* **Description of the task**
Every single entry must be reproduced precisely.
-------- Dataset content --------
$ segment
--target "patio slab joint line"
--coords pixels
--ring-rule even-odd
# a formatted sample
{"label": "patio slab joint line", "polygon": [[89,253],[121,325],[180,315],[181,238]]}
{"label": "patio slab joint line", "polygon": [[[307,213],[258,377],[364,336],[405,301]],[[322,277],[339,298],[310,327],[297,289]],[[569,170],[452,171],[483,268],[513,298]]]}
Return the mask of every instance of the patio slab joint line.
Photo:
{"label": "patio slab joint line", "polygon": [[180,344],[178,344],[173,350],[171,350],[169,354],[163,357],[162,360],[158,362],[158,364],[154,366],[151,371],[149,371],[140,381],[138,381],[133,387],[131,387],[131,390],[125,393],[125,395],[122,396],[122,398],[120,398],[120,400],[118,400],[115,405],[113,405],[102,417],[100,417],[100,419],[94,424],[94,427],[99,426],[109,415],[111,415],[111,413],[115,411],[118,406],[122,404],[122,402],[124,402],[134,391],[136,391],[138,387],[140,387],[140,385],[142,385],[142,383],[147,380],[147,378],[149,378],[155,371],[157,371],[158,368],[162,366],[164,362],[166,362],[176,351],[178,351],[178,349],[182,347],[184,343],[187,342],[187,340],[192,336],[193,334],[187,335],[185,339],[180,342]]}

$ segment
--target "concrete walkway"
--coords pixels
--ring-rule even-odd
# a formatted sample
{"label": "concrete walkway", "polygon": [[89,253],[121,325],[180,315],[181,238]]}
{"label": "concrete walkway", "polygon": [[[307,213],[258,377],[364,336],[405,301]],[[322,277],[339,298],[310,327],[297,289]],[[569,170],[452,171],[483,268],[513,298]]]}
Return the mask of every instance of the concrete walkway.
--------
* **Result for this exercise**
$ segment
--target "patio slab joint line"
--coords pixels
--ring-rule even-odd
# a formatted sample
{"label": "patio slab joint line", "polygon": [[89,253],[121,325],[180,315],[181,238]]}
{"label": "patio slab joint line", "polygon": [[[307,213],[258,377],[364,336],[405,301]],[[322,277],[339,298],[310,327],[297,289]],[[569,170],[452,171],[483,268],[513,298]]]}
Return the mask of every instance of the patio slab joint line.
Photo:
{"label": "patio slab joint line", "polygon": [[180,344],[178,344],[173,350],[171,350],[169,354],[163,357],[162,360],[158,362],[158,364],[154,366],[151,371],[149,371],[140,381],[138,381],[133,387],[131,387],[131,390],[125,393],[125,395],[122,396],[122,398],[120,398],[120,400],[118,400],[115,405],[113,405],[102,417],[100,417],[100,419],[94,424],[94,427],[99,426],[109,415],[111,415],[111,413],[115,411],[118,406],[122,404],[122,402],[124,402],[134,391],[136,391],[138,387],[140,387],[140,385],[142,385],[142,383],[147,380],[147,378],[149,378],[155,371],[157,371],[158,368],[162,366],[164,362],[166,362],[176,351],[178,351],[178,349],[182,347],[184,343],[187,342],[187,340],[192,336],[193,334],[187,335],[185,339],[180,342]]}

$ segment
--target "concrete walkway"
--coords pixels
--ring-rule even-odd
# a formatted sample
{"label": "concrete walkway", "polygon": [[89,253],[121,325],[180,315],[181,238]]}
{"label": "concrete walkway", "polygon": [[[307,213],[258,377],[364,336],[405,301]],[[322,277],[339,298],[310,327],[297,289]],[[569,170],[452,171],[483,268],[513,298]]]}
Return the mask of every instance of the concrete walkway.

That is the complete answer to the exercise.